▶ [SUPPLIED PASSAGE]:
################

Imagine one giant virtual GPU at 2PFLOPS
CEO Jensen Huang is particularly enthusiastic about it all because with general-purpose processors running into physical walls, server and device makers are turning to dedicated hardware accelerators to pick up the slack and speed up specialist operations, such as neural-network number crunching. Step forward ASICs and GPUs, like those made by Nvidia’s and its rivals, to be those accelerators plugged into CPUs to spread the load.
“The world of computing has changed,” mused Huang. “CPU scaling has slowed at a time when computing demand is skyrocketing. NVIDIA’s HGX-2 with Tensor Core GPUs gives the industry a powerful, versatile computing platform that fuses HPC and AI to solve the world’s grand challenges.”

################

▶ [SET OF TASKS]:
1. Answer these questions using the Nvidia HGX-2 article:
(a) What performance figure does the header give for the giant virtual GPU?
(b) According to Huang, what has slowed?
(c) What two fields does the HGX-2 platform fuse?
2. Swap "ASICs" for "FPGAs" and write out the Nvidia HGX-2 article, starting at "Imagine one giant" and ending at "spread the load.".
Nothing in the records is needed to complete the work.

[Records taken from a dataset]
################

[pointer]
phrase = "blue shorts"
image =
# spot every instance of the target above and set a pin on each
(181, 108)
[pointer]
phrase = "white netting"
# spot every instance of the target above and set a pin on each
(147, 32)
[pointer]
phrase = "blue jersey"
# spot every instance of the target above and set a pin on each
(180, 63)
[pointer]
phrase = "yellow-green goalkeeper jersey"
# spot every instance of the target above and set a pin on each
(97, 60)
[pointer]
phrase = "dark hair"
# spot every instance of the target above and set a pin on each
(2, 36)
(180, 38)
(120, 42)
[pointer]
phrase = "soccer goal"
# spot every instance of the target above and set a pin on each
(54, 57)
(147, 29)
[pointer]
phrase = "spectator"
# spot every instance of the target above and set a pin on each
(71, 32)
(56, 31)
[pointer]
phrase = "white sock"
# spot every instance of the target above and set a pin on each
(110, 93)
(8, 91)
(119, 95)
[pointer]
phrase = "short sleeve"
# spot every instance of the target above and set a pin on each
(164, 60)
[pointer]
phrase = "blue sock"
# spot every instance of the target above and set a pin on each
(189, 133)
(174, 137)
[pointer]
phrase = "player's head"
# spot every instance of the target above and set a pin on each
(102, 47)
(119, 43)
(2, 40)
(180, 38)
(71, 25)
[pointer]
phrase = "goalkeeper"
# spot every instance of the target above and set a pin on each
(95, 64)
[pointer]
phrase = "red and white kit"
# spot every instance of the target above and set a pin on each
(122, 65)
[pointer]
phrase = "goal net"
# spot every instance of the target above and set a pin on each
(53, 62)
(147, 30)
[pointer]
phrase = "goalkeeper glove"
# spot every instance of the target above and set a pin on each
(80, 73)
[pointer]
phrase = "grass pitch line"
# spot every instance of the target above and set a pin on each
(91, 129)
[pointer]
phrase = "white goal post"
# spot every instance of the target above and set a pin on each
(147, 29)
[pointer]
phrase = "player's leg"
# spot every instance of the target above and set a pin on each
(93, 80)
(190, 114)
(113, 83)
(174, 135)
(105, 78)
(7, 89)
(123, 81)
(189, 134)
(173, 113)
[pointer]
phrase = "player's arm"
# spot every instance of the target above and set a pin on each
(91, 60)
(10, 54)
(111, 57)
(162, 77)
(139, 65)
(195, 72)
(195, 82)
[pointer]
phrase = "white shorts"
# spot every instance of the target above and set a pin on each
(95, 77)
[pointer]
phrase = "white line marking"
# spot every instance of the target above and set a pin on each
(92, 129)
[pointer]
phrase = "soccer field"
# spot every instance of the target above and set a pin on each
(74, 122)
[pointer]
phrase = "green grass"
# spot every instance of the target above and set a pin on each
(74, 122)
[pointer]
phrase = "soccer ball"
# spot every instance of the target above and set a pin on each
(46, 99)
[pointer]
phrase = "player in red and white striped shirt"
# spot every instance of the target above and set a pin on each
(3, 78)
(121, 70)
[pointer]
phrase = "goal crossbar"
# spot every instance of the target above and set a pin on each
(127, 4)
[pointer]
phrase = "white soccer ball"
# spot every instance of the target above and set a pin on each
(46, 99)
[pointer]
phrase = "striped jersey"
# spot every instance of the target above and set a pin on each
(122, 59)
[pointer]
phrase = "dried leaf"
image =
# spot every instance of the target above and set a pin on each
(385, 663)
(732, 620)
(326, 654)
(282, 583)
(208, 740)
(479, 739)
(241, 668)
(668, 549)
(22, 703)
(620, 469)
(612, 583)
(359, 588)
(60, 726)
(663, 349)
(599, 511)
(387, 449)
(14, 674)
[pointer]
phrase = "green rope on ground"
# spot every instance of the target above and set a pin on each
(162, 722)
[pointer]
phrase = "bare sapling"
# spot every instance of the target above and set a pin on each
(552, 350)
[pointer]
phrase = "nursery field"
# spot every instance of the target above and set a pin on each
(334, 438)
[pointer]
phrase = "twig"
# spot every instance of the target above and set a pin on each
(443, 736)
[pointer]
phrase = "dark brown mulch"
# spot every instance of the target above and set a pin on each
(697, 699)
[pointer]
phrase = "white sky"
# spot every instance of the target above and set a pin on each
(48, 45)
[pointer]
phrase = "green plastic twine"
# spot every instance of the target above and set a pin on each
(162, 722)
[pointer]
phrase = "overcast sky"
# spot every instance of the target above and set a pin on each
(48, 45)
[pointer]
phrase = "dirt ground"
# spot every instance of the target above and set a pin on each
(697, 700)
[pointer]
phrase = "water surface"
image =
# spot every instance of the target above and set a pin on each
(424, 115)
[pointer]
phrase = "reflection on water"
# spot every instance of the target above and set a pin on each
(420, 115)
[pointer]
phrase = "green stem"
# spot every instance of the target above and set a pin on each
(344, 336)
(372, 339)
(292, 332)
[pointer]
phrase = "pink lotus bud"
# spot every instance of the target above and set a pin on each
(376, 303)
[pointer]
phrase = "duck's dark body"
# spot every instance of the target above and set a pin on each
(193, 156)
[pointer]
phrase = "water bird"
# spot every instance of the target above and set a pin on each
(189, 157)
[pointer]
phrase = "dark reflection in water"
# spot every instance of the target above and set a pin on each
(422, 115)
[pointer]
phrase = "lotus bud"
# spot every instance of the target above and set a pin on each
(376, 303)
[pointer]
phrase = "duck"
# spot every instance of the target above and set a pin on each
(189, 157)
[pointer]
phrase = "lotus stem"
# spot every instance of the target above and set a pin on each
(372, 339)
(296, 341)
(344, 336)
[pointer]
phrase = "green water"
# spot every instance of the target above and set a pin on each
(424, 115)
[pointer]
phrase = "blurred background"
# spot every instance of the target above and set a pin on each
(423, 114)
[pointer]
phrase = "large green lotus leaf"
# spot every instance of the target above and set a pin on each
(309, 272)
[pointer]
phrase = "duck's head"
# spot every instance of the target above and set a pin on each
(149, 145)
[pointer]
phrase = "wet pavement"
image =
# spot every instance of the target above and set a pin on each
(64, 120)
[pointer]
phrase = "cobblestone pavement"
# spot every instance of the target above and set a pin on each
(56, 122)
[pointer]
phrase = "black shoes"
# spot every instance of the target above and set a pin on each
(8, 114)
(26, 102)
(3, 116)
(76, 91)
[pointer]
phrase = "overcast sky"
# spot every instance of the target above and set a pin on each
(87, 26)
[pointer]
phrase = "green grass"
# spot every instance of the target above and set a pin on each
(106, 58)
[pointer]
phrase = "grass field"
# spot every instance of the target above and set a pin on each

################

▶ [OUTPUTS IN ORDER]:
1.
(a) 2PFLOPS
(b) CPU scaling
(c) HPC and AI

2.
Imagine one giant virtual GPU at 2PFLOPS
CEO Jensen Huang is particularly enthusiastic about it all because with general-purpose processors running into physical walls, server and device makers are turning to dedicated hardware accelerators to pick up the slack and speed up specialist operations, such as neural-network number crunching. Step forward FPGAs and GPUs, like those made by Nvidia’s and its rivals, to be those accelerators plugged into CPUs to spread the load.